EXTRACT PROVIDED:

•••

Monthly Archives: September 2015

7. Planet Oklahoma (post 2)

Last post left me standing in the middle of the Claremore Public Library, age 12, in a shock of rapture.

The nice lady librarian typed up a temporary library card and told me I could only have one book the first time. She would be a big part of my life until I left for college and I still remember her face, but I never knew her name.

My mother was waiting, so I quickly picked up a book. It was the last time I had to rush; afterward she dropped me off, did all her shopping before picking me up, and I could be sure of an unhurried hour and all the books I could carry.

Readers today are contemptuous of Tom Swift and his kind, and with good reason. I had loved those books up to my first day in the library because they were all I had. They had filled lots of hours with lots of entertainment, and had opened me up to worlds beyond the farm.

•••

SUPPLIED DATA:

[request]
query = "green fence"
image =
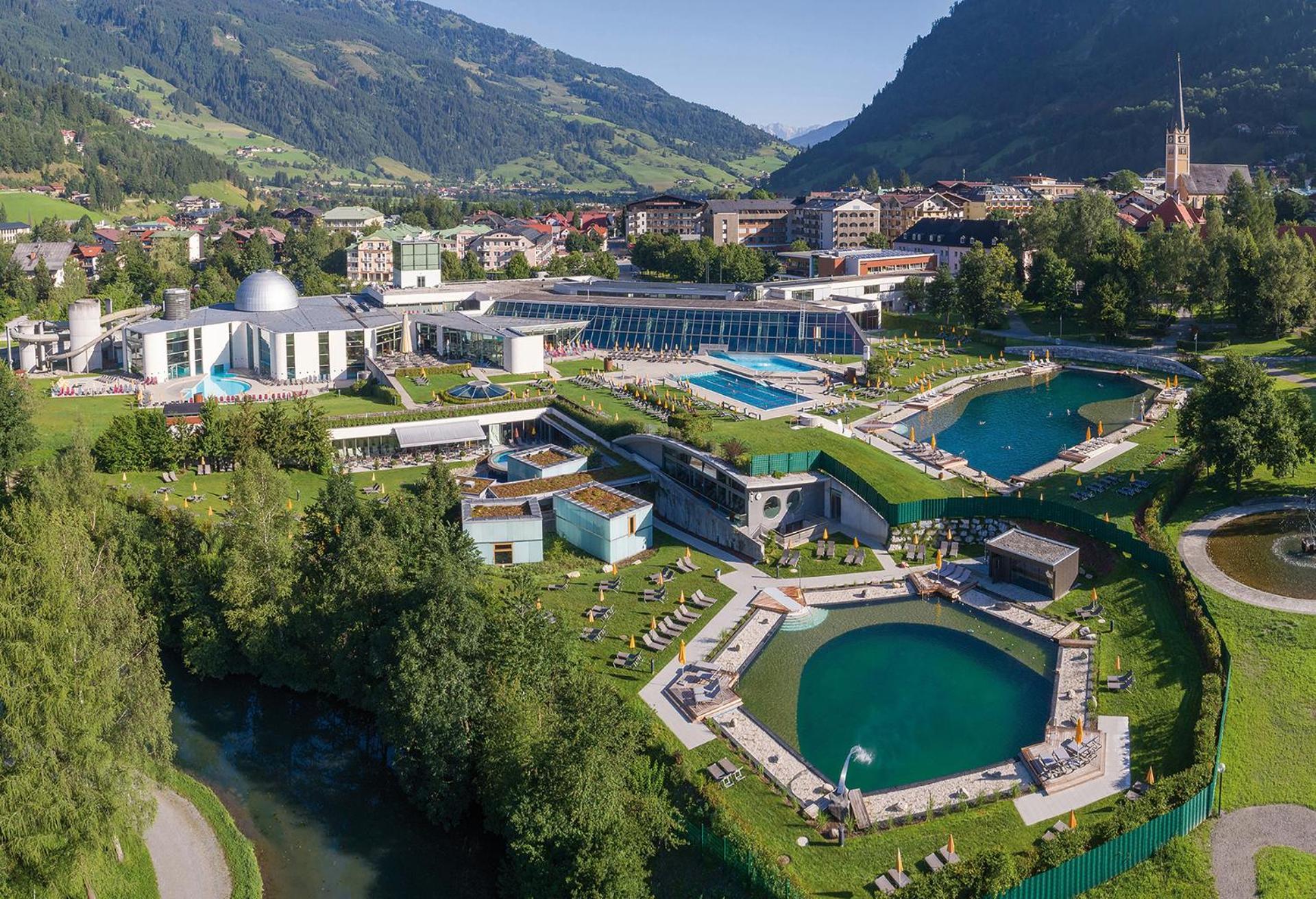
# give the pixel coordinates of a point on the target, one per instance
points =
(769, 880)
(1117, 856)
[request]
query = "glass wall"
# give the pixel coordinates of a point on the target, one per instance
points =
(742, 326)
(356, 350)
(476, 346)
(177, 355)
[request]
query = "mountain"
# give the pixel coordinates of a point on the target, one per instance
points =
(1081, 87)
(377, 84)
(819, 133)
(103, 156)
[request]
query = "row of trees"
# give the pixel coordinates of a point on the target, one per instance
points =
(293, 433)
(702, 260)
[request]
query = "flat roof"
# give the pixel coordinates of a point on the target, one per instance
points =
(1032, 547)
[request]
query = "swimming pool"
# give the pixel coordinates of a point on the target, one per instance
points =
(745, 392)
(929, 690)
(220, 386)
(1018, 424)
(764, 362)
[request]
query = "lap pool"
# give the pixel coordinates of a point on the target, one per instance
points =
(929, 690)
(1015, 425)
(745, 392)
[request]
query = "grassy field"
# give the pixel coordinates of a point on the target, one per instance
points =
(21, 206)
(1283, 873)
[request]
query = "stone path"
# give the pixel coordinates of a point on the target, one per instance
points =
(184, 850)
(1239, 835)
(1193, 551)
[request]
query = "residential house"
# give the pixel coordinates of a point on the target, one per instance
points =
(902, 210)
(354, 219)
(54, 254)
(951, 239)
(828, 223)
(665, 213)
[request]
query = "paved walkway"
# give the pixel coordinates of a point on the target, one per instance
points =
(1193, 551)
(184, 852)
(1239, 835)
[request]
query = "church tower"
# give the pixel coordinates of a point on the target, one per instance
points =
(1177, 145)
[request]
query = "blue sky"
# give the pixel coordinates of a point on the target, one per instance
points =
(798, 62)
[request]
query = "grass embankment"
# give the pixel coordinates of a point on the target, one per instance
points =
(1283, 873)
(631, 615)
(239, 850)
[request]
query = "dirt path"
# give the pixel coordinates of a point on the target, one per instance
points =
(184, 852)
(1239, 835)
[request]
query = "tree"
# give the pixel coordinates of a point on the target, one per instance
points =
(985, 289)
(1124, 182)
(517, 267)
(1051, 283)
(86, 707)
(16, 432)
(1234, 422)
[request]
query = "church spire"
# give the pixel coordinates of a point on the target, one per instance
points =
(1178, 61)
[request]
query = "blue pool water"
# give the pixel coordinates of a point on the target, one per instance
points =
(745, 392)
(764, 362)
(1016, 425)
(220, 386)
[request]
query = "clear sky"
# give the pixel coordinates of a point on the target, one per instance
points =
(799, 62)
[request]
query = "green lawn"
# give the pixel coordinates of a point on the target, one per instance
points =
(812, 566)
(631, 616)
(1283, 873)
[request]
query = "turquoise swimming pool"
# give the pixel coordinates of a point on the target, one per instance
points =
(219, 386)
(745, 392)
(768, 362)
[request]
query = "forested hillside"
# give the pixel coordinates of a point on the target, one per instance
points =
(115, 161)
(357, 80)
(1082, 87)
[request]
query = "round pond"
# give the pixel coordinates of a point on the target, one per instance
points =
(929, 690)
(1264, 551)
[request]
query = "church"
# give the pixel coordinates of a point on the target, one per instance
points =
(1193, 182)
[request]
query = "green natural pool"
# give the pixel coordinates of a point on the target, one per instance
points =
(929, 688)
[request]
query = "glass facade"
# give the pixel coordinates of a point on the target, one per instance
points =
(741, 328)
(356, 350)
(389, 340)
(290, 352)
(473, 345)
(177, 356)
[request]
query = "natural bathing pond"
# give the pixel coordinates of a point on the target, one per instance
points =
(1264, 551)
(1014, 425)
(303, 777)
(929, 688)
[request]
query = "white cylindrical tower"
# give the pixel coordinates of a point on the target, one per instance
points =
(83, 331)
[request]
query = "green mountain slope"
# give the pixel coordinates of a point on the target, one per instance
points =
(424, 88)
(1081, 87)
(115, 161)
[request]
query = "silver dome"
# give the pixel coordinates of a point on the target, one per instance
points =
(266, 291)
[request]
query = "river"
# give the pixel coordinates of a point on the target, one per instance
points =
(302, 774)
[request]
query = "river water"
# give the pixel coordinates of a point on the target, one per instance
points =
(304, 780)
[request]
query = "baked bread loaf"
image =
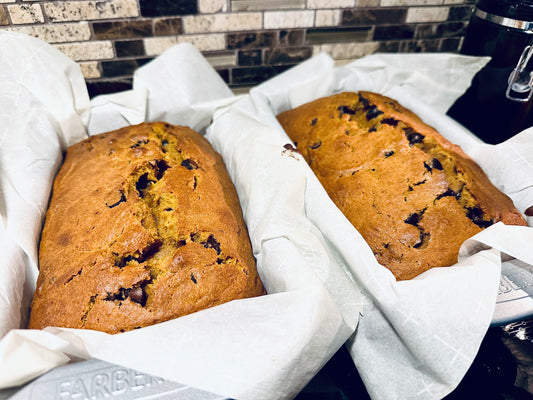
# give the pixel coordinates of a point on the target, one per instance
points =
(413, 195)
(144, 225)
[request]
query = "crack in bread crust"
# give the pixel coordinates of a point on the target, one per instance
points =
(413, 195)
(144, 225)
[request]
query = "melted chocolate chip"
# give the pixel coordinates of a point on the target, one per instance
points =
(390, 121)
(346, 110)
(189, 164)
(373, 112)
(366, 103)
(475, 214)
(139, 143)
(448, 193)
(143, 183)
(316, 145)
(121, 200)
(211, 243)
(413, 136)
(423, 239)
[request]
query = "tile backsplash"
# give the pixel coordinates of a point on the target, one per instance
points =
(246, 41)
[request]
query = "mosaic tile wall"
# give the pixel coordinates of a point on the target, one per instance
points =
(247, 41)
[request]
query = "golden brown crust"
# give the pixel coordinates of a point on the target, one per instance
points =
(144, 225)
(413, 195)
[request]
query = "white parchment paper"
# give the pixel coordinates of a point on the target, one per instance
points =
(415, 339)
(412, 339)
(262, 348)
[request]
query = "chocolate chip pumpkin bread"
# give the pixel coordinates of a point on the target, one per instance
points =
(413, 195)
(144, 225)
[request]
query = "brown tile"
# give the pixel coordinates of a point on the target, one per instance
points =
(250, 57)
(394, 32)
(338, 35)
(420, 46)
(446, 29)
(250, 40)
(255, 75)
(122, 29)
(168, 26)
(374, 16)
(287, 55)
(450, 45)
(294, 37)
(4, 16)
(111, 69)
(389, 47)
(460, 13)
(129, 48)
(105, 86)
(159, 8)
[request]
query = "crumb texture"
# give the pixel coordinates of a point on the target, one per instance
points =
(413, 195)
(144, 225)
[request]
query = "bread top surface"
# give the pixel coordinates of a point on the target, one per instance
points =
(144, 225)
(413, 195)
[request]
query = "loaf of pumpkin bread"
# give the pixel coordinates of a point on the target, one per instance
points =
(144, 225)
(414, 196)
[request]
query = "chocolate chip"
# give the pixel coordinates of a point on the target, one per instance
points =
(139, 143)
(142, 184)
(137, 295)
(316, 145)
(448, 193)
(346, 110)
(366, 103)
(424, 237)
(475, 214)
(189, 164)
(413, 136)
(373, 112)
(414, 218)
(161, 167)
(211, 243)
(390, 121)
(121, 200)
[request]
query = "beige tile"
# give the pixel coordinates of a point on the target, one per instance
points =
(90, 70)
(288, 19)
(223, 22)
(212, 6)
(25, 13)
(397, 3)
(260, 5)
(367, 3)
(89, 10)
(56, 33)
(4, 16)
(83, 51)
(427, 14)
(330, 3)
(346, 51)
(325, 18)
(221, 60)
(212, 42)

•••

GOAL OF THE EXERCISE: In the post about the Claremore Public Library, why was the first visit the last time the narrator had to hurry? Answer in one to three sentences. These rows come from a separate source.

ANSWER AREA: After that first visit, the narrator's mother dropped the narrator off and did all her shopping before coming back. That guaranteed an unhurried hour and all the books the narrator could carry.